### Direction 1
In the records below, how many lines contain the string "boot", matching case exactly? Reply with the number alone.

Coda File System

Re: Problems with replication on two servers.

From: <>
Date: Thu, 23 Apr 2009 13:12:09 +0200
Hi Marc,

On Thu, Apr 23, 2009 at 11:42:22AM +0200, Marc SCHLINGER wrote:
> It becomes complicated when on the scm, I block all traffic using iptables.
> I see the client starting sending messages to the replica(via tcpdump). 
> But when I unblock the traffic on the scm I always get the same error.
> On the scm:
> 18:25:10 GetVolObj: Volume (1000002) already write locked
> 18:25:10 RS_LockAndFetch: Error 11 during GetVolObj for 1000002.1.1
> 18:25:46 LockQueue Manager: found entry for volume 0x1000002

There are certainly some locking issues hiding there.
I have been hit by "Volume (XXXXXXX) already write locked" as well.

This problem stems quite certainly from one of the original assumptions
of Coda design - the servers are treated as well-connected to each other,
in contrast to the clients which may have unreliable connections.

> On the client I got a dangling symlink for volume test.
> My question is: Isn't coda fail tolerant? Or do I miss something in my 
> installation/configuration ?

No, I don't think you do.

Coda is quite fault tolerant, it copes pretty well with
- clients losing connection to the net
- a server going down once in a while

It does not cope well with servers intermittently losing contact
with each other.

[Point placement records]
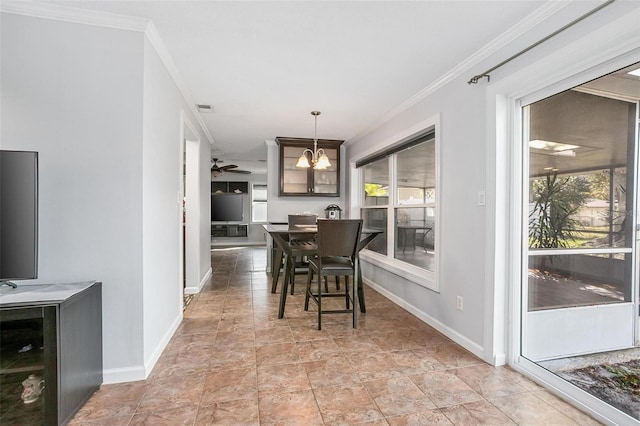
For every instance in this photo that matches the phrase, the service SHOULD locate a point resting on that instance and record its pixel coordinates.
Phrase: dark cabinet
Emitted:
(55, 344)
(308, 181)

--

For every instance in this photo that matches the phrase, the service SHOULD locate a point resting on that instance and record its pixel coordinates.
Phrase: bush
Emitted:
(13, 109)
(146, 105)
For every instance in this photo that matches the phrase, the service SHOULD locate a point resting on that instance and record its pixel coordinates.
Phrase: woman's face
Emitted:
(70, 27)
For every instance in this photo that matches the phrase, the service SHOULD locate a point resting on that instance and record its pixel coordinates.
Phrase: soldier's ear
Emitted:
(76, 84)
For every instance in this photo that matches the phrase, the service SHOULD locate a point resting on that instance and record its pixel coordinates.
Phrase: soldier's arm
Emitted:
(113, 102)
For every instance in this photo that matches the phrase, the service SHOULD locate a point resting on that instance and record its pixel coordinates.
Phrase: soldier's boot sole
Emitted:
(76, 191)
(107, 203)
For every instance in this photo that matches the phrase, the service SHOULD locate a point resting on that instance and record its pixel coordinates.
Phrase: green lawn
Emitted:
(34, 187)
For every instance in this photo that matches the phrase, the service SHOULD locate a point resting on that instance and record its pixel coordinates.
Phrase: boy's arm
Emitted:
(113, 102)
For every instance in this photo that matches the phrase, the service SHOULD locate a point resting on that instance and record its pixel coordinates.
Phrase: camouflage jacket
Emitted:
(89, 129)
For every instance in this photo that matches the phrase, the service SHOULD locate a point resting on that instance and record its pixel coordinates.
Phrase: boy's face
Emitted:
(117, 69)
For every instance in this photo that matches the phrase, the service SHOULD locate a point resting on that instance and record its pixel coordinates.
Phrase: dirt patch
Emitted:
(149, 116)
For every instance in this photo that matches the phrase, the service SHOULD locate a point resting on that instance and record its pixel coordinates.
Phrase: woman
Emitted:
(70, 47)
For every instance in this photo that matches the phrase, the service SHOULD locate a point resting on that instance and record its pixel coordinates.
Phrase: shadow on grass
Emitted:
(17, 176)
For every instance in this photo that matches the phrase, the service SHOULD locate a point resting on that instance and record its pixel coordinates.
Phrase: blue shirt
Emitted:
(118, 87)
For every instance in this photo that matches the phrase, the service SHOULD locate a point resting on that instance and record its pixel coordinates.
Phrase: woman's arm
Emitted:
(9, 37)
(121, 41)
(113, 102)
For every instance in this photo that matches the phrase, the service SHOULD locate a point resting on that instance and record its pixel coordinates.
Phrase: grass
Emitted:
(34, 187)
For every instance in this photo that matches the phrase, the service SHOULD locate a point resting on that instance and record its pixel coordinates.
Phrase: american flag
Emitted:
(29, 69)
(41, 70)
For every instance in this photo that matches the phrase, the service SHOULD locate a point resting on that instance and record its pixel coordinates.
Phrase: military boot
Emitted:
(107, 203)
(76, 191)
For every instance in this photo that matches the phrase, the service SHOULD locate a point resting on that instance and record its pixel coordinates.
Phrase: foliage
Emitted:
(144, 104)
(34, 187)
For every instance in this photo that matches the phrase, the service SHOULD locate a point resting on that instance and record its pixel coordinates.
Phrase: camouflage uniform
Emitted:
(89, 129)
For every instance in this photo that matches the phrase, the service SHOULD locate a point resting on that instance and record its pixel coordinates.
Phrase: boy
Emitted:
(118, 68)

### Direction 2
How might the Coda File System reply above go on? Write its continuation, beginning right after its final sentence.

### Exercise answer 1
2

### Exercise answer 2
I guess this would be relatively hard to fix, given the original
assumption named above. AFAIK there are no current plans to.

It is nice that you are consequently testing Coda, this might certainly
help to discover some hiding bugs and possibly even convince the developers
about the server-side fault tolerance.

There are certainly many potential users which would appreciate
weakly connected servers being supported, but this may present
some fundamental problems besides the implementation ones.

On the other side Coda is very useful as it is and there are also issues
of more immediate interest to fix.
The developers' resources are limited, so your best bet would be to join
the development. Unfortunately the "entry threshold" is quite high
because of the code being complex and still reflecting the years of
research-oriented programming.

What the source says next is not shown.